What needs to be done
From the line that includes "plant. Keep to one point per instance." to the closing line of the data, please transcribe every line exactly and add nothing.

Stored items
________
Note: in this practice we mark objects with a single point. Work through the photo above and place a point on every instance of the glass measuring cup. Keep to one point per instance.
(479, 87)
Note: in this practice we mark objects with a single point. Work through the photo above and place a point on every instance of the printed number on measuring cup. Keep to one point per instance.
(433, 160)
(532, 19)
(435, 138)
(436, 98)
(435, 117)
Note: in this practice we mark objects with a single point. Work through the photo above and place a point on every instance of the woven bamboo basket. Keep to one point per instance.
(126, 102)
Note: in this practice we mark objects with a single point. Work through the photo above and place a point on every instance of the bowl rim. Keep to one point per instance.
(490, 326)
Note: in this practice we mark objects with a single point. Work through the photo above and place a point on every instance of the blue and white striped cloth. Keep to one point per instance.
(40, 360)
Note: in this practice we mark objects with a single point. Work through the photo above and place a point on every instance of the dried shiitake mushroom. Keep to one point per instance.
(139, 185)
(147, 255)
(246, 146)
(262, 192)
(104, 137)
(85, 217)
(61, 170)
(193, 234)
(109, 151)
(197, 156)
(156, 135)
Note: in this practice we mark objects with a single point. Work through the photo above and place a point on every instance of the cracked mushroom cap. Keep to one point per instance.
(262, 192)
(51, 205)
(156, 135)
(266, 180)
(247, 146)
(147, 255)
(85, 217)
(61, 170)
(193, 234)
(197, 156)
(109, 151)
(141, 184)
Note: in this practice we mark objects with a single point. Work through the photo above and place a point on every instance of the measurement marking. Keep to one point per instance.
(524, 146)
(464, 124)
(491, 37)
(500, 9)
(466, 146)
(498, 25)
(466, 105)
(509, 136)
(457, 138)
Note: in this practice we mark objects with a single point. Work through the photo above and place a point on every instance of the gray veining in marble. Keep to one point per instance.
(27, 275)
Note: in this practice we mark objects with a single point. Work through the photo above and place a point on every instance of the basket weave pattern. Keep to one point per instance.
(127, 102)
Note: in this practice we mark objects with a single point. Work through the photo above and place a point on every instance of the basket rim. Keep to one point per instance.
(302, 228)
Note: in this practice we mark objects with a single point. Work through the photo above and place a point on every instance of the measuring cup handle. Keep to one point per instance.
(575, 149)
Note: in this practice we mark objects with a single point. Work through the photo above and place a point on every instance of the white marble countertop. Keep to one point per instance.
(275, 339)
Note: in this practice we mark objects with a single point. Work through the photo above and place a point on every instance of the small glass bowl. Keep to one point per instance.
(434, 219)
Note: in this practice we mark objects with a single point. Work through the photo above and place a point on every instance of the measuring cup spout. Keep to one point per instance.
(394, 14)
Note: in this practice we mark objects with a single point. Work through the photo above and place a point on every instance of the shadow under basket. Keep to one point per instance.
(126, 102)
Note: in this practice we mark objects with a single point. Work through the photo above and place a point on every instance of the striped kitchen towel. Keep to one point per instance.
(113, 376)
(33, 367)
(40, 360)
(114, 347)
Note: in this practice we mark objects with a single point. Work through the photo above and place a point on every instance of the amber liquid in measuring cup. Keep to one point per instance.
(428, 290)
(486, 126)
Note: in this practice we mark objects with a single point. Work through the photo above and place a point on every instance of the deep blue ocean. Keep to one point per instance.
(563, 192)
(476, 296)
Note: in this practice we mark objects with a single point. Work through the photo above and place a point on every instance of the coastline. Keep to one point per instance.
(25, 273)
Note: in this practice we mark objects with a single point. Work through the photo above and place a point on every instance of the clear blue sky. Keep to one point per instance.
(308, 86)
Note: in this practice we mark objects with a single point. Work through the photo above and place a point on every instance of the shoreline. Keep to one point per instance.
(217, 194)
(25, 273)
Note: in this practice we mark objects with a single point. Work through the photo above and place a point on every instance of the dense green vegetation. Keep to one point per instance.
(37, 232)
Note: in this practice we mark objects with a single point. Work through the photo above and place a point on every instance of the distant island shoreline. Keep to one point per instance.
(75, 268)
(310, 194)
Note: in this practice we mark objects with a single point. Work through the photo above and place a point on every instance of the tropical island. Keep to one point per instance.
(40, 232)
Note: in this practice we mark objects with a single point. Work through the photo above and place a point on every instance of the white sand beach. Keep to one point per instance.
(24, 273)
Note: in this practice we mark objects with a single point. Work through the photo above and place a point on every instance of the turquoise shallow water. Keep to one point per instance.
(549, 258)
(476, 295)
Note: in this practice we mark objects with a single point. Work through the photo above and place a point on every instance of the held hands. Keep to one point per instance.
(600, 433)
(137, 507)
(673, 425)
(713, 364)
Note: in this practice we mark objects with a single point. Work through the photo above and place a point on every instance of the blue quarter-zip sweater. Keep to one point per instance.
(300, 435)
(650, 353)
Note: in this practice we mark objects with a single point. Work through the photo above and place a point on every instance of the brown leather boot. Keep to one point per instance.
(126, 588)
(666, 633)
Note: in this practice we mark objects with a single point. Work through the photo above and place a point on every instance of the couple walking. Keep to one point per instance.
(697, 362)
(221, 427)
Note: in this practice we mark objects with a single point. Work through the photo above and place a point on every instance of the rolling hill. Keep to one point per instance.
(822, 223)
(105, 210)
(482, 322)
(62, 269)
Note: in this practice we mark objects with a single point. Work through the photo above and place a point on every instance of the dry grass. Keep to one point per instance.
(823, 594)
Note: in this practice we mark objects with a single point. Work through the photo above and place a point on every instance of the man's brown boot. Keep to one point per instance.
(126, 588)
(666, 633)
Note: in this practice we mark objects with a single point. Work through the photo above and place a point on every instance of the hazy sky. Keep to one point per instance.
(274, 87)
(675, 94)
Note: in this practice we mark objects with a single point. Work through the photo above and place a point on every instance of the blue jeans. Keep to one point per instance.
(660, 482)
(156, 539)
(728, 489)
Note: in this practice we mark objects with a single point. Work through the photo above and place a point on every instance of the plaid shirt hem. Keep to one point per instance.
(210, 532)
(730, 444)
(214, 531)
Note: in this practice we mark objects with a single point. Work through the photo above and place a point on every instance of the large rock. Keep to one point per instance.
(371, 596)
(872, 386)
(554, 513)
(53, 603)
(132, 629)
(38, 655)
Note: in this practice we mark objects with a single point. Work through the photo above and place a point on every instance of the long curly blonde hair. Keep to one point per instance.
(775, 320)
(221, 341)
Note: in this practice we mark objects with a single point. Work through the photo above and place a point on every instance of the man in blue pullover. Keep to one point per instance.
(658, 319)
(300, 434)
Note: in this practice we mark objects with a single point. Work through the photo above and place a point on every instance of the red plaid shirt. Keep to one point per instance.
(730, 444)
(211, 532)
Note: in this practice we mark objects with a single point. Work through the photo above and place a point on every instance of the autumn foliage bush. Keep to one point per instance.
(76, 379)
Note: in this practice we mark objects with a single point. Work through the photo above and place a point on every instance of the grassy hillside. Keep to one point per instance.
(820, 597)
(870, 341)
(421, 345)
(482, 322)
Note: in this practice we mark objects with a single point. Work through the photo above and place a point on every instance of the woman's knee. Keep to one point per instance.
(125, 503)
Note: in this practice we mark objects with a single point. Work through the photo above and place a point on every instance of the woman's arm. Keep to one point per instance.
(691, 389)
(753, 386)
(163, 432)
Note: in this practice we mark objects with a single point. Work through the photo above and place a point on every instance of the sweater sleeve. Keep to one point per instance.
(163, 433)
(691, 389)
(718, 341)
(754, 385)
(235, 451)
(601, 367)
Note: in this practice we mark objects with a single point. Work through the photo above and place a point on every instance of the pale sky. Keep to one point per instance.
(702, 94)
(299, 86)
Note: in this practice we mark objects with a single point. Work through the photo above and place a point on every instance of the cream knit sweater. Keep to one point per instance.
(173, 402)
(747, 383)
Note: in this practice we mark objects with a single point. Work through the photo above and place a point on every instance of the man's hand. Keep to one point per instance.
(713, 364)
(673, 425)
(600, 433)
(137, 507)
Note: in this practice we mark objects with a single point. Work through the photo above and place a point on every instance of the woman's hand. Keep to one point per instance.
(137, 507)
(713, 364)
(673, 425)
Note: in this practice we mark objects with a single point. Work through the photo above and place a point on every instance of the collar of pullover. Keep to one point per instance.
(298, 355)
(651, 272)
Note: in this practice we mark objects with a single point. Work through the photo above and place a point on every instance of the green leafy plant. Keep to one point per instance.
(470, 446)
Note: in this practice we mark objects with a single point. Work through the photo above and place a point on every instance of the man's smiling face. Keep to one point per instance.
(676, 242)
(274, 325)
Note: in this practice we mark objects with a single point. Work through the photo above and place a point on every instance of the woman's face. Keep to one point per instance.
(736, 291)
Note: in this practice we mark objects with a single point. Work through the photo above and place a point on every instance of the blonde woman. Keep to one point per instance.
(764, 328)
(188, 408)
________
Output of the task
Note: in this practice we mark objects with a single point. Work through the photo above and place a point on every instance of the green leafy plant. Keep to one point per instance.
(470, 446)
Note: in this practice we mark objects with a single point. Work through the photo above and place a point on every instance of the man's smiling face. Keep to one point per instance.
(676, 242)
(274, 325)
Note: in this practice we mark objects with a single point. Work through the photo above and place a point on every instance of the woman's face. Keep to one point per instance.
(736, 291)
Note: in this practice we mark objects with a single point. Work through the photo above and place a point on every instance of the blonde woman. Keep to one point per instance.
(764, 328)
(188, 408)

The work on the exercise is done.